**WHAT NEEDS TO BE DONE**
Find "subject: aerial cityscape" in the data below; transcribe the line it appears on and each line after it, exactly, to the end, and nothing else.

Source data
________

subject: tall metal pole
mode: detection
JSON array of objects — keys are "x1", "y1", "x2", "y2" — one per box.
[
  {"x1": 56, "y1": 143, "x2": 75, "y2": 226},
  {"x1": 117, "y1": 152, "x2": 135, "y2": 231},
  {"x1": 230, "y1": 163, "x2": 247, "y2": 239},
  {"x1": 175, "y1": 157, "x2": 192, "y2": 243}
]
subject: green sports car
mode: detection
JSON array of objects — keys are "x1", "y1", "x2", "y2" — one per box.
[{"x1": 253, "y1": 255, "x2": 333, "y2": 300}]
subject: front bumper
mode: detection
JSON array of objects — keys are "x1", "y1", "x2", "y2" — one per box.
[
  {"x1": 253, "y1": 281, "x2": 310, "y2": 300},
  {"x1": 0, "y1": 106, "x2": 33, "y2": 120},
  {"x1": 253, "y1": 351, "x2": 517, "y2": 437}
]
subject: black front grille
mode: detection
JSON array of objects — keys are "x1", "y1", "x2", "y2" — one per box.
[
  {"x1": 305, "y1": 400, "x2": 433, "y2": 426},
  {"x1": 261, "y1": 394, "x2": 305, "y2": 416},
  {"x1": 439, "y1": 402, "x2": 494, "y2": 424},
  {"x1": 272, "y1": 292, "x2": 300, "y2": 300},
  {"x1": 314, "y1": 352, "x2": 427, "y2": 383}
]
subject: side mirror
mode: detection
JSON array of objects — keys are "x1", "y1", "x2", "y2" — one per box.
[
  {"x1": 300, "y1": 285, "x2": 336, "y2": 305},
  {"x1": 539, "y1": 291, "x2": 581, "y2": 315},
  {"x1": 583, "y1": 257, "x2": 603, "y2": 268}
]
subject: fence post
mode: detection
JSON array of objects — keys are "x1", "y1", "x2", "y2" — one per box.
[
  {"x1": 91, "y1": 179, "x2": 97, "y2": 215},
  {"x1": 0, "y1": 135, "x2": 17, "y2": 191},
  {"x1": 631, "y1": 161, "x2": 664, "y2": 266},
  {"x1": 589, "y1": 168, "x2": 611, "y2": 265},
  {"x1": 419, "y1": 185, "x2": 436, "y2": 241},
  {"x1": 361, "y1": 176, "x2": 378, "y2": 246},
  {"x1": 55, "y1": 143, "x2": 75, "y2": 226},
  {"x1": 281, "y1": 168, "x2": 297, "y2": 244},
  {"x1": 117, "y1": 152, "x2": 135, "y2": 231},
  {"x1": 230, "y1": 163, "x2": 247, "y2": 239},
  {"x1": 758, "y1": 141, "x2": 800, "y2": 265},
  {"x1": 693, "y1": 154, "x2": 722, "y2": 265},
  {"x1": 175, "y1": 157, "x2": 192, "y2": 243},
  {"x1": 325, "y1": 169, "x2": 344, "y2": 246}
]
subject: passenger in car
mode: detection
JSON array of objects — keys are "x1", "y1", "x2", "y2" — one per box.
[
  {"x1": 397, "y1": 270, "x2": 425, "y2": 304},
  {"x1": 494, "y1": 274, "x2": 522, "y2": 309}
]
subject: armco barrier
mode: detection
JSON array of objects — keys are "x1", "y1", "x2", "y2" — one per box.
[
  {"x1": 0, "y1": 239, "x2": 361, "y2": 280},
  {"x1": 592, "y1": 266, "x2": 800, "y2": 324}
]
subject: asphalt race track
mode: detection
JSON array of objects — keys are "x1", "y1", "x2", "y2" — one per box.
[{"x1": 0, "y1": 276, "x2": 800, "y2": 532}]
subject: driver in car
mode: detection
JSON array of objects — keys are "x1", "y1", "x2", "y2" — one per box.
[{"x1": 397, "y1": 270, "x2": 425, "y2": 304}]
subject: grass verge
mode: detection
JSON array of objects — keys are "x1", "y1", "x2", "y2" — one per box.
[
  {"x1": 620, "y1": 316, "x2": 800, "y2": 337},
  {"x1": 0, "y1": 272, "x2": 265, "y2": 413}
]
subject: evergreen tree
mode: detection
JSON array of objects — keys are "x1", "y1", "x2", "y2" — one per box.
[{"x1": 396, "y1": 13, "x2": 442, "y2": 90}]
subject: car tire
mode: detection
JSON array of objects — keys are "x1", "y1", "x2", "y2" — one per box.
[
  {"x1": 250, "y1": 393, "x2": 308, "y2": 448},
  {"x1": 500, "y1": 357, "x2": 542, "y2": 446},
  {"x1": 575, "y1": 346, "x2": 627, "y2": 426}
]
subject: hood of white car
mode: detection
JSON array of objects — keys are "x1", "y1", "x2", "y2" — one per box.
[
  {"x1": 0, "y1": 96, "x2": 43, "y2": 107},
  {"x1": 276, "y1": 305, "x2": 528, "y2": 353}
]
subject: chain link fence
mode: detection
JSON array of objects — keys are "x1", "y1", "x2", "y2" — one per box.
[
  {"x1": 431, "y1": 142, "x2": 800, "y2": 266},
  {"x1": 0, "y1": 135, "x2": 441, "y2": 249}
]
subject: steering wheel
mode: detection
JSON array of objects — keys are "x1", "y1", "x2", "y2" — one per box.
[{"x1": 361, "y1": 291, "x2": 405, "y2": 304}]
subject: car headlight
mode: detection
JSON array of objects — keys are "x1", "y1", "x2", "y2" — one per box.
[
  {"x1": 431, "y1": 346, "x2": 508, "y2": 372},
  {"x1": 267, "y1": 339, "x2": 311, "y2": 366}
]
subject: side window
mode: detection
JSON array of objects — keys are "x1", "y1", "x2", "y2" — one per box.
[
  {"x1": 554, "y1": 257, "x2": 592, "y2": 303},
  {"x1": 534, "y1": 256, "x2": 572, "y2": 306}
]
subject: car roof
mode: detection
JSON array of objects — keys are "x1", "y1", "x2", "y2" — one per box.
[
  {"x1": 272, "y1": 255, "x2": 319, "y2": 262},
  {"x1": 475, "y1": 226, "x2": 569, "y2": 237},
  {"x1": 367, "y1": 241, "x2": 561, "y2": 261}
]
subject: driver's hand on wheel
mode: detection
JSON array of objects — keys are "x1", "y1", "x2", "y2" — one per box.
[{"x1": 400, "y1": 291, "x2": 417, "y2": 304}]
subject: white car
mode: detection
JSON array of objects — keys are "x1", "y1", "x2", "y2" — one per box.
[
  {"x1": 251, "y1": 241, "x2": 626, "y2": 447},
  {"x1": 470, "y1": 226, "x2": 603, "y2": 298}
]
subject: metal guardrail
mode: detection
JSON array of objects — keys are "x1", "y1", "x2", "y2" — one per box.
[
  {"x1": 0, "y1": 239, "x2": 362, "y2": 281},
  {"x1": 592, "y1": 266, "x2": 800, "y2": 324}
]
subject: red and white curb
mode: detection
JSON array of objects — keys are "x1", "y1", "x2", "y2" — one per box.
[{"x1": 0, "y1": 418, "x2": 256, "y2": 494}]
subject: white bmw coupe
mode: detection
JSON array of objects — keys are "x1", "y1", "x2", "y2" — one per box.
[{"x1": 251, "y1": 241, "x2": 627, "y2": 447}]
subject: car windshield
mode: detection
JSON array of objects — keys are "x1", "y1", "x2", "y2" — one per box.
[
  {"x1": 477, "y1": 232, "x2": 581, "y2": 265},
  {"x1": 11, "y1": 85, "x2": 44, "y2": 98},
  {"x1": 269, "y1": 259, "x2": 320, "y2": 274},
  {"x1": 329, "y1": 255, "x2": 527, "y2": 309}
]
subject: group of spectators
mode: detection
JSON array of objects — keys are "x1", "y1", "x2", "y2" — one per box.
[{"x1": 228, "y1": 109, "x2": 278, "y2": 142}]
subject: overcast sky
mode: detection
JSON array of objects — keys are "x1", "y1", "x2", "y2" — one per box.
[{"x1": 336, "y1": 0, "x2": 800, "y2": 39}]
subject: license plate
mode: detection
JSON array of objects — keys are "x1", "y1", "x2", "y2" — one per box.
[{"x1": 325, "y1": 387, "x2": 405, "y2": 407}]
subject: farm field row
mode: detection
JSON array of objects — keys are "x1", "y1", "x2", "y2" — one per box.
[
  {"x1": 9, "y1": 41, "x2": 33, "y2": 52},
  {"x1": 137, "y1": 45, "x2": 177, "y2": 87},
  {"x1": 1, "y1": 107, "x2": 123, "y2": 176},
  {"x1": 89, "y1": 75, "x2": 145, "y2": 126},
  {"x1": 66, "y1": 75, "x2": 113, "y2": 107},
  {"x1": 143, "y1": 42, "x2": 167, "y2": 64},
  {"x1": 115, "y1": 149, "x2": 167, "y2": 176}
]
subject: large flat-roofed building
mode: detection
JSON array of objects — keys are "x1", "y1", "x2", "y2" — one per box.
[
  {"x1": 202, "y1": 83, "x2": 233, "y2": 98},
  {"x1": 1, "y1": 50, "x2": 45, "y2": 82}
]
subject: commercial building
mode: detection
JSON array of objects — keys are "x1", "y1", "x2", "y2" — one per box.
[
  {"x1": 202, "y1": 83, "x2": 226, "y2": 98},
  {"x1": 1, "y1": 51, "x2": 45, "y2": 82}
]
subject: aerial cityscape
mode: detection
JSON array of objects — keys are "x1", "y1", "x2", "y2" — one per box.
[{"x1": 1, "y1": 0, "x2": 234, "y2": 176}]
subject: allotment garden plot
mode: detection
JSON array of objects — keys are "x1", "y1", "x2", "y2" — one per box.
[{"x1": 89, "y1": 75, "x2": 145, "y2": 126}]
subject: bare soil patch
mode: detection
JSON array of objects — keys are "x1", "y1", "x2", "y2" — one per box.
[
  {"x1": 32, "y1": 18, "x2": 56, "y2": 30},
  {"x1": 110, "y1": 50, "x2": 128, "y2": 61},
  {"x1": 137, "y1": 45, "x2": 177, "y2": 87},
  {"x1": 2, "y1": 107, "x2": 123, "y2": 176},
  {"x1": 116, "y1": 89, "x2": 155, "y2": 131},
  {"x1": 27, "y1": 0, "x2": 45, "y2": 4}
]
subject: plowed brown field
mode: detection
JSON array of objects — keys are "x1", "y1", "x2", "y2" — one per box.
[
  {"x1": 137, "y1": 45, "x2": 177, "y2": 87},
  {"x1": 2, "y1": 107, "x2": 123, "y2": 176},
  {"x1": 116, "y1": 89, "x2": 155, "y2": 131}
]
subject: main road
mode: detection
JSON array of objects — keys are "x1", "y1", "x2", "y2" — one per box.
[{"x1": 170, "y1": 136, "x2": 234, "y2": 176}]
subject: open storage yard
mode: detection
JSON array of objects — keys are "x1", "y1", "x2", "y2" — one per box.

________

**ANSWER TO THIS PROBLEM**
subject: aerial cityscape
mode: detection
JSON array of objects — keys are "x1", "y1", "x2", "y2" — one per box.
[{"x1": 1, "y1": 0, "x2": 234, "y2": 176}]
subject: allotment garden plot
mode: detection
JSON array of objects — keys are "x1", "y1", "x2", "y2" — one per box.
[{"x1": 89, "y1": 75, "x2": 145, "y2": 126}]
subject: bare soil patch
mode: detection
JSON array of objects — keys are "x1", "y1", "x2", "y2" — one per box.
[
  {"x1": 32, "y1": 18, "x2": 56, "y2": 30},
  {"x1": 110, "y1": 50, "x2": 128, "y2": 61},
  {"x1": 137, "y1": 45, "x2": 177, "y2": 87},
  {"x1": 2, "y1": 107, "x2": 123, "y2": 176},
  {"x1": 116, "y1": 89, "x2": 155, "y2": 131},
  {"x1": 27, "y1": 0, "x2": 45, "y2": 4}
]
subject: plowed brown field
mode: detection
JSON array of objects — keys are "x1", "y1", "x2", "y2" — one per box.
[
  {"x1": 137, "y1": 45, "x2": 177, "y2": 87},
  {"x1": 2, "y1": 107, "x2": 123, "y2": 176},
  {"x1": 116, "y1": 89, "x2": 155, "y2": 131}
]
subject: main road
mode: detection
JSON array of objects — keys are "x1", "y1", "x2", "y2" — one per box.
[{"x1": 170, "y1": 136, "x2": 234, "y2": 176}]
subject: open storage yard
mode: detection
JSON array of objects — keys are "x1", "y1", "x2", "y2" — one per box.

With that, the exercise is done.